Records ::
§ §

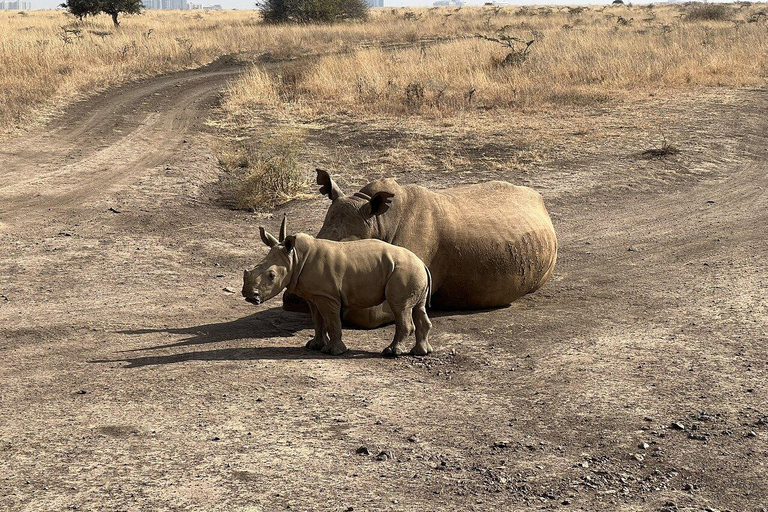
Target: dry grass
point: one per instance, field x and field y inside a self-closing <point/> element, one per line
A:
<point x="264" y="175"/>
<point x="47" y="58"/>
<point x="579" y="56"/>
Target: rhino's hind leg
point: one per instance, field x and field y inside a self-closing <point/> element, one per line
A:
<point x="320" y="339"/>
<point x="423" y="326"/>
<point x="403" y="328"/>
<point x="331" y="313"/>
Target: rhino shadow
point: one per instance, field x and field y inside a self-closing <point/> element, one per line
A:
<point x="240" y="354"/>
<point x="268" y="323"/>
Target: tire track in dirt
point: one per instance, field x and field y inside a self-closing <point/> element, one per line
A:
<point x="98" y="145"/>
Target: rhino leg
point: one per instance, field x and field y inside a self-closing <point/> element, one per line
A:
<point x="423" y="326"/>
<point x="320" y="339"/>
<point x="331" y="313"/>
<point x="369" y="318"/>
<point x="403" y="328"/>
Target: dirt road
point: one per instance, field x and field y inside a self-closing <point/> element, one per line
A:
<point x="634" y="380"/>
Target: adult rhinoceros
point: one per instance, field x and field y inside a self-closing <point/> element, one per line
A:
<point x="486" y="245"/>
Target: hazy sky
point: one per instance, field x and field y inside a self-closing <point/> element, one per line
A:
<point x="249" y="4"/>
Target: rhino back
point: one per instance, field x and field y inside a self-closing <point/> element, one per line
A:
<point x="357" y="272"/>
<point x="485" y="244"/>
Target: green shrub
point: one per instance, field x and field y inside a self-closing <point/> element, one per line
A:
<point x="308" y="11"/>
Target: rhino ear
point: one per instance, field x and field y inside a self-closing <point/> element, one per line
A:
<point x="378" y="204"/>
<point x="268" y="239"/>
<point x="329" y="187"/>
<point x="283" y="228"/>
<point x="289" y="243"/>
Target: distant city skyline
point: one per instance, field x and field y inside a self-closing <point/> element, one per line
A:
<point x="250" y="4"/>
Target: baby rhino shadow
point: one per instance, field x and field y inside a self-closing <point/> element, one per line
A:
<point x="271" y="323"/>
<point x="268" y="323"/>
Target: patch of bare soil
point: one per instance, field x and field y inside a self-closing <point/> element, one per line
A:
<point x="132" y="379"/>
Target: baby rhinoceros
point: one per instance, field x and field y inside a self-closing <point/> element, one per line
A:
<point x="358" y="274"/>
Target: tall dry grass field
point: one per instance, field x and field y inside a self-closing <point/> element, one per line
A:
<point x="48" y="57"/>
<point x="575" y="56"/>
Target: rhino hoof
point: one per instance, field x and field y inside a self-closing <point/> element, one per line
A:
<point x="334" y="350"/>
<point x="421" y="351"/>
<point x="392" y="352"/>
<point x="315" y="344"/>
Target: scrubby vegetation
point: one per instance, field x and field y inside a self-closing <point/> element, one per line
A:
<point x="308" y="11"/>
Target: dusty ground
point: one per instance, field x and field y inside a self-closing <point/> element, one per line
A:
<point x="132" y="381"/>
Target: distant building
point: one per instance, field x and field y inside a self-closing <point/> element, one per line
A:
<point x="15" y="5"/>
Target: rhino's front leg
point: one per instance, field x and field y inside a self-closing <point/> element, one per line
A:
<point x="331" y="313"/>
<point x="403" y="328"/>
<point x="320" y="339"/>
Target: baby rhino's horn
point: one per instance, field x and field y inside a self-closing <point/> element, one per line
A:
<point x="268" y="239"/>
<point x="283" y="228"/>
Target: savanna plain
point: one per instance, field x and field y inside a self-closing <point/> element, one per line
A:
<point x="136" y="164"/>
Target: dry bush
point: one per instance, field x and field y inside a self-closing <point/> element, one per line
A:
<point x="264" y="176"/>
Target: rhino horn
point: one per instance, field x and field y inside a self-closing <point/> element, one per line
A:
<point x="378" y="204"/>
<point x="268" y="239"/>
<point x="329" y="187"/>
<point x="283" y="228"/>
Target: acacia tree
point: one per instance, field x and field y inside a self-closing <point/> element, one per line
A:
<point x="115" y="7"/>
<point x="308" y="11"/>
<point x="83" y="8"/>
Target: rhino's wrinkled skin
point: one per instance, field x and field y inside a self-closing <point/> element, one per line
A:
<point x="359" y="274"/>
<point x="486" y="244"/>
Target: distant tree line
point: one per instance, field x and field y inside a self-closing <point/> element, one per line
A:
<point x="312" y="11"/>
<point x="83" y="8"/>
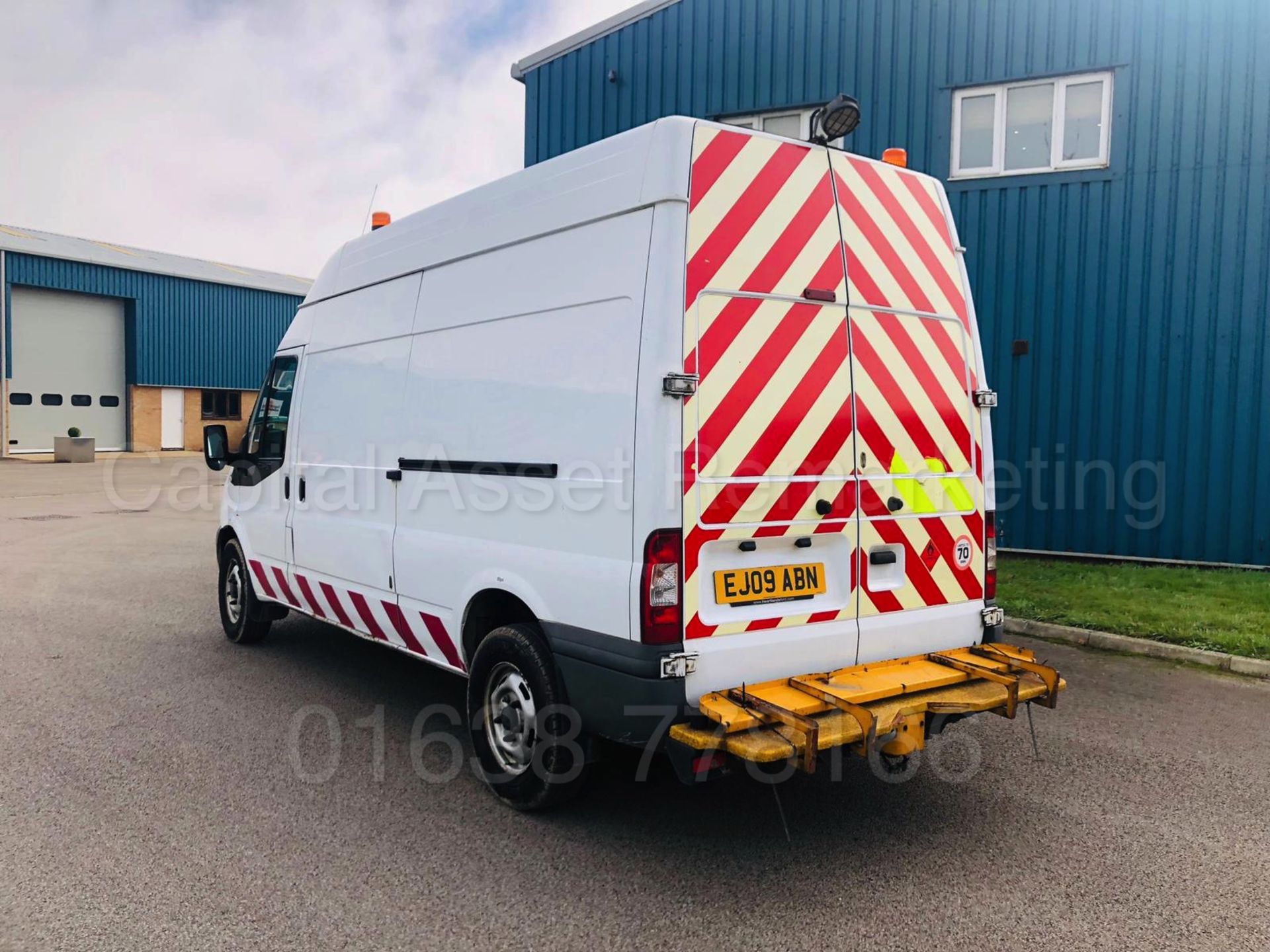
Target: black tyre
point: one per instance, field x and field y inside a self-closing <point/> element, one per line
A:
<point x="244" y="619"/>
<point x="527" y="739"/>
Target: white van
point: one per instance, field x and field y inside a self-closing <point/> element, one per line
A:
<point x="690" y="420"/>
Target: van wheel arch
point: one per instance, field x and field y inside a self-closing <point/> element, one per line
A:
<point x="489" y="610"/>
<point x="224" y="535"/>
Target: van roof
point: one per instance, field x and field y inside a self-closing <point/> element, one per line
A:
<point x="633" y="169"/>
<point x="629" y="171"/>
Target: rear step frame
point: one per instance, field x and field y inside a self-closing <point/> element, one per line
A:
<point x="1015" y="669"/>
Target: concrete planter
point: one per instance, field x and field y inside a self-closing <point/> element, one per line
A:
<point x="74" y="450"/>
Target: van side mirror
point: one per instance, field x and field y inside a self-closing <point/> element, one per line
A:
<point x="216" y="446"/>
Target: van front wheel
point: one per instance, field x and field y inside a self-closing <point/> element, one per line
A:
<point x="241" y="615"/>
<point x="527" y="739"/>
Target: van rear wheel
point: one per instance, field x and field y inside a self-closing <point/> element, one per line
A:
<point x="526" y="736"/>
<point x="244" y="619"/>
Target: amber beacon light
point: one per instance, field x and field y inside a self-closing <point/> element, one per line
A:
<point x="896" y="157"/>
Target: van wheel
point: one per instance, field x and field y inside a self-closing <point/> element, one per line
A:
<point x="243" y="617"/>
<point x="527" y="739"/>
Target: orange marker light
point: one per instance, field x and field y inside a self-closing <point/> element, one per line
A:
<point x="896" y="157"/>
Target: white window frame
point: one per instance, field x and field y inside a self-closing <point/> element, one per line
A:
<point x="1057" y="163"/>
<point x="755" y="121"/>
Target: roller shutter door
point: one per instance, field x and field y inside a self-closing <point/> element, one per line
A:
<point x="67" y="370"/>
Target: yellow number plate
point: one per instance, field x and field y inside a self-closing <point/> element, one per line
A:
<point x="773" y="583"/>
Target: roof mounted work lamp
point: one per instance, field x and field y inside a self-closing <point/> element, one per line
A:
<point x="835" y="120"/>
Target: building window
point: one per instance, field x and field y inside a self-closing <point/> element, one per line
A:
<point x="222" y="405"/>
<point x="1017" y="128"/>
<point x="792" y="124"/>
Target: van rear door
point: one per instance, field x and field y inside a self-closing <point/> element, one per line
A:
<point x="919" y="444"/>
<point x="769" y="488"/>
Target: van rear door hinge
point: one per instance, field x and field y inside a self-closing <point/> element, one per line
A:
<point x="679" y="666"/>
<point x="680" y="385"/>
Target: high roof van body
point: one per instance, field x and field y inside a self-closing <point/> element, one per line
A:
<point x="689" y="409"/>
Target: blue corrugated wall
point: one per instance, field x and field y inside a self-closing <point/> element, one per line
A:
<point x="1143" y="290"/>
<point x="182" y="333"/>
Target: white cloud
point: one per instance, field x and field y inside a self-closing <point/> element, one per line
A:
<point x="251" y="132"/>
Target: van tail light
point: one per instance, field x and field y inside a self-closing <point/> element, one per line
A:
<point x="990" y="557"/>
<point x="662" y="589"/>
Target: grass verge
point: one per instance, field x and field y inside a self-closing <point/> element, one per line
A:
<point x="1220" y="610"/>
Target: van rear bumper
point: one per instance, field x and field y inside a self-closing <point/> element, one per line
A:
<point x="616" y="684"/>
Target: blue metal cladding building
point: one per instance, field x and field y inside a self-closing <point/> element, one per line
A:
<point x="1138" y="420"/>
<point x="134" y="325"/>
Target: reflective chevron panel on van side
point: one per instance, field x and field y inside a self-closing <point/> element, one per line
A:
<point x="362" y="612"/>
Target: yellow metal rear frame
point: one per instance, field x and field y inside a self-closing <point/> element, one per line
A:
<point x="880" y="706"/>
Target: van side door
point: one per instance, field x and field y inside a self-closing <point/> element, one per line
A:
<point x="919" y="434"/>
<point x="258" y="492"/>
<point x="349" y="444"/>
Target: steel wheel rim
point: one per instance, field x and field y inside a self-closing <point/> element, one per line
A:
<point x="511" y="717"/>
<point x="234" y="592"/>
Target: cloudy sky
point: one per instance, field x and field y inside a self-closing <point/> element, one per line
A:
<point x="253" y="132"/>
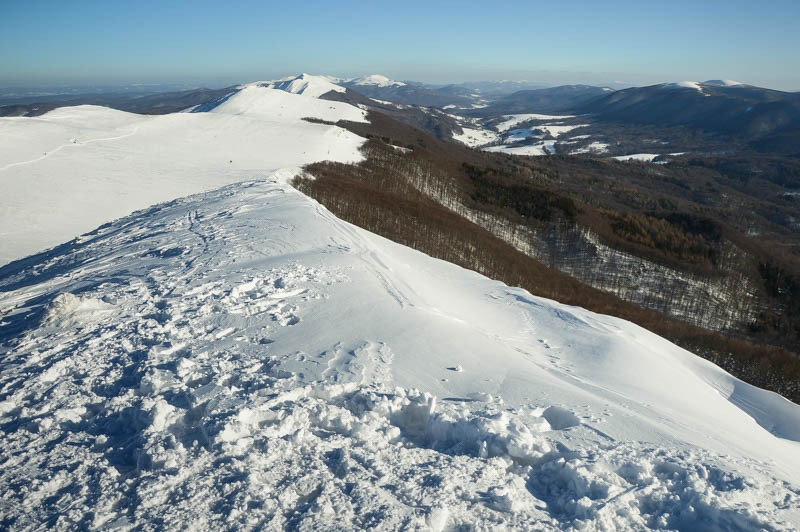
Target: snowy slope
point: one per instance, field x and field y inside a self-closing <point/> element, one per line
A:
<point x="74" y="168"/>
<point x="242" y="358"/>
<point x="377" y="80"/>
<point x="306" y="84"/>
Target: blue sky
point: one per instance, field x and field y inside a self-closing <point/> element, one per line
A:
<point x="216" y="43"/>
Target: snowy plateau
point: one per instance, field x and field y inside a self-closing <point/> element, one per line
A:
<point x="233" y="356"/>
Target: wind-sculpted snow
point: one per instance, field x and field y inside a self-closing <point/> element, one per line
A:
<point x="74" y="168"/>
<point x="243" y="359"/>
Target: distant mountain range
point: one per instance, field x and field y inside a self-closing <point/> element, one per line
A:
<point x="767" y="118"/>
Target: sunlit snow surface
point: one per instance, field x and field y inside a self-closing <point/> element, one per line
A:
<point x="74" y="168"/>
<point x="243" y="359"/>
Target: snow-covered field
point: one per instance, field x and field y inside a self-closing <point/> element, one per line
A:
<point x="476" y="137"/>
<point x="72" y="169"/>
<point x="243" y="359"/>
<point x="545" y="147"/>
<point x="511" y="121"/>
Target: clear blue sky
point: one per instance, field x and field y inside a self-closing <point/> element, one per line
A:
<point x="215" y="42"/>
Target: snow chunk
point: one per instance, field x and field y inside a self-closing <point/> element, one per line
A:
<point x="377" y="80"/>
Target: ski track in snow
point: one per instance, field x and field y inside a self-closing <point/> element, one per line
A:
<point x="152" y="376"/>
<point x="73" y="144"/>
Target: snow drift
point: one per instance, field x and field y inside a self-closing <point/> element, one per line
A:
<point x="74" y="168"/>
<point x="243" y="358"/>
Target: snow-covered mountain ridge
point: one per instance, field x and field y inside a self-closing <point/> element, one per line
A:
<point x="74" y="168"/>
<point x="245" y="358"/>
<point x="242" y="358"/>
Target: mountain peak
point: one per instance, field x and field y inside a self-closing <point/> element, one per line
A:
<point x="378" y="80"/>
<point x="306" y="84"/>
<point x="723" y="83"/>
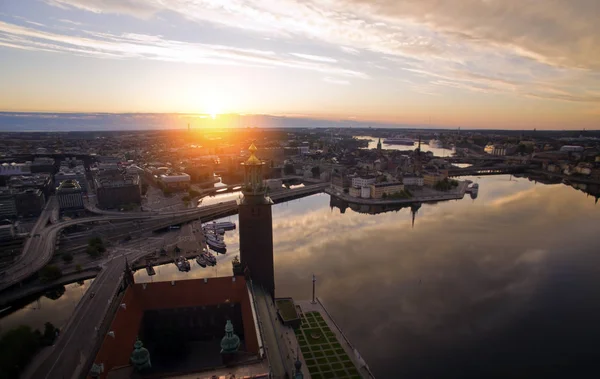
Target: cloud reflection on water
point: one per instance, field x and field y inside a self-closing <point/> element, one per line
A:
<point x="468" y="272"/>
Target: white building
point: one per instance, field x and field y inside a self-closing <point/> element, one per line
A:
<point x="365" y="192"/>
<point x="175" y="181"/>
<point x="70" y="195"/>
<point x="413" y="180"/>
<point x="274" y="184"/>
<point x="570" y="148"/>
<point x="12" y="169"/>
<point x="360" y="182"/>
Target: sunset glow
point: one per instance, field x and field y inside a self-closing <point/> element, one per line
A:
<point x="469" y="63"/>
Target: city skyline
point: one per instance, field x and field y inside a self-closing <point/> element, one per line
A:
<point x="471" y="64"/>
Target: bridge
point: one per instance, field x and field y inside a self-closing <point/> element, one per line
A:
<point x="39" y="248"/>
<point x="492" y="170"/>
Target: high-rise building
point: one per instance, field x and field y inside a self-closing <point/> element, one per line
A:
<point x="256" y="226"/>
<point x="70" y="195"/>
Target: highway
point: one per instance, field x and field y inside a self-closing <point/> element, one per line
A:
<point x="39" y="248"/>
<point x="69" y="354"/>
<point x="68" y="357"/>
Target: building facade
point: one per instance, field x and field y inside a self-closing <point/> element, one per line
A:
<point x="413" y="180"/>
<point x="114" y="192"/>
<point x="256" y="226"/>
<point x="70" y="196"/>
<point x="432" y="178"/>
<point x="175" y="181"/>
<point x="386" y="188"/>
<point x="8" y="206"/>
<point x="362" y="181"/>
<point x="30" y="202"/>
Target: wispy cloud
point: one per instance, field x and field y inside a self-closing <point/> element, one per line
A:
<point x="512" y="46"/>
<point x="316" y="58"/>
<point x="142" y="46"/>
<point x="335" y="81"/>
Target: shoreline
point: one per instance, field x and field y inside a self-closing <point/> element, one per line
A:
<point x="457" y="194"/>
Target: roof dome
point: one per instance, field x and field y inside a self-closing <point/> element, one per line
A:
<point x="230" y="342"/>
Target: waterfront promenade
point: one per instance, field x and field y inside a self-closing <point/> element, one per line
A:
<point x="423" y="195"/>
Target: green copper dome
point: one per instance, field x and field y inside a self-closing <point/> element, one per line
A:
<point x="231" y="342"/>
<point x="140" y="357"/>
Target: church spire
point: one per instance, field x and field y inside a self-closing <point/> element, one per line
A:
<point x="253" y="184"/>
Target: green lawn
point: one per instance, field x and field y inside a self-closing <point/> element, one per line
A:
<point x="328" y="358"/>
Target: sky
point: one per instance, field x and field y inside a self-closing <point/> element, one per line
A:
<point x="513" y="64"/>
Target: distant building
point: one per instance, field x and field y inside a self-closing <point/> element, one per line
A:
<point x="118" y="190"/>
<point x="199" y="173"/>
<point x="387" y="188"/>
<point x="43" y="164"/>
<point x="41" y="181"/>
<point x="76" y="173"/>
<point x="8" y="205"/>
<point x="572" y="149"/>
<point x="432" y="178"/>
<point x="7" y="231"/>
<point x="11" y="169"/>
<point x="363" y="181"/>
<point x="413" y="180"/>
<point x="70" y="195"/>
<point x="30" y="202"/>
<point x="354" y="191"/>
<point x="175" y="181"/>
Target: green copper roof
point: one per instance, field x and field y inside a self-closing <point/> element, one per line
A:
<point x="231" y="342"/>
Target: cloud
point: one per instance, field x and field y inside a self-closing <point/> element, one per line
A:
<point x="316" y="58"/>
<point x="513" y="47"/>
<point x="335" y="81"/>
<point x="142" y="46"/>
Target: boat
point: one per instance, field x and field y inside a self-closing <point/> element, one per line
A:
<point x="182" y="264"/>
<point x="225" y="225"/>
<point x="219" y="247"/>
<point x="150" y="270"/>
<point x="399" y="140"/>
<point x="201" y="261"/>
<point x="214" y="238"/>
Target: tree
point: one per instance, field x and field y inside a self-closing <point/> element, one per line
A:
<point x="67" y="257"/>
<point x="49" y="273"/>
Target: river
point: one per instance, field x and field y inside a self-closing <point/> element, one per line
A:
<point x="506" y="285"/>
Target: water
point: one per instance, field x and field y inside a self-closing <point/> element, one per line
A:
<point x="438" y="152"/>
<point x="502" y="286"/>
<point x="45" y="309"/>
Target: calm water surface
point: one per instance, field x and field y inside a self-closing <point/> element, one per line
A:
<point x="507" y="285"/>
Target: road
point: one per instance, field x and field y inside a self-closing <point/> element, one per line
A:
<point x="77" y="340"/>
<point x="39" y="248"/>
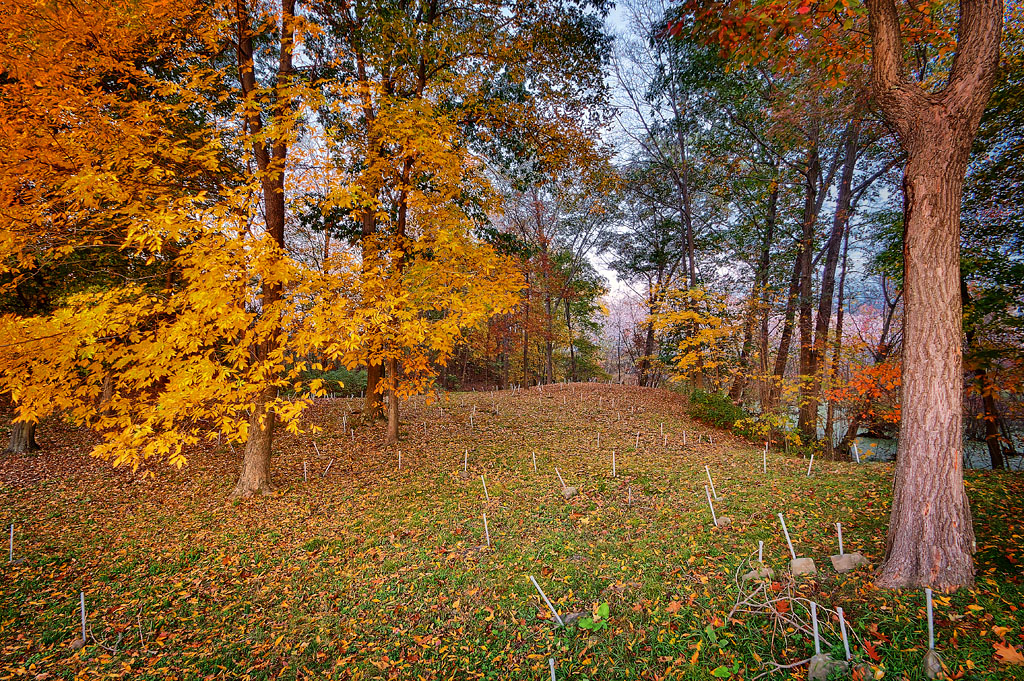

§ §

Stated problem :: Count the lines above that contain the string "building", treating uppercase and lowercase as different, and reply with only that number.

Response :: 7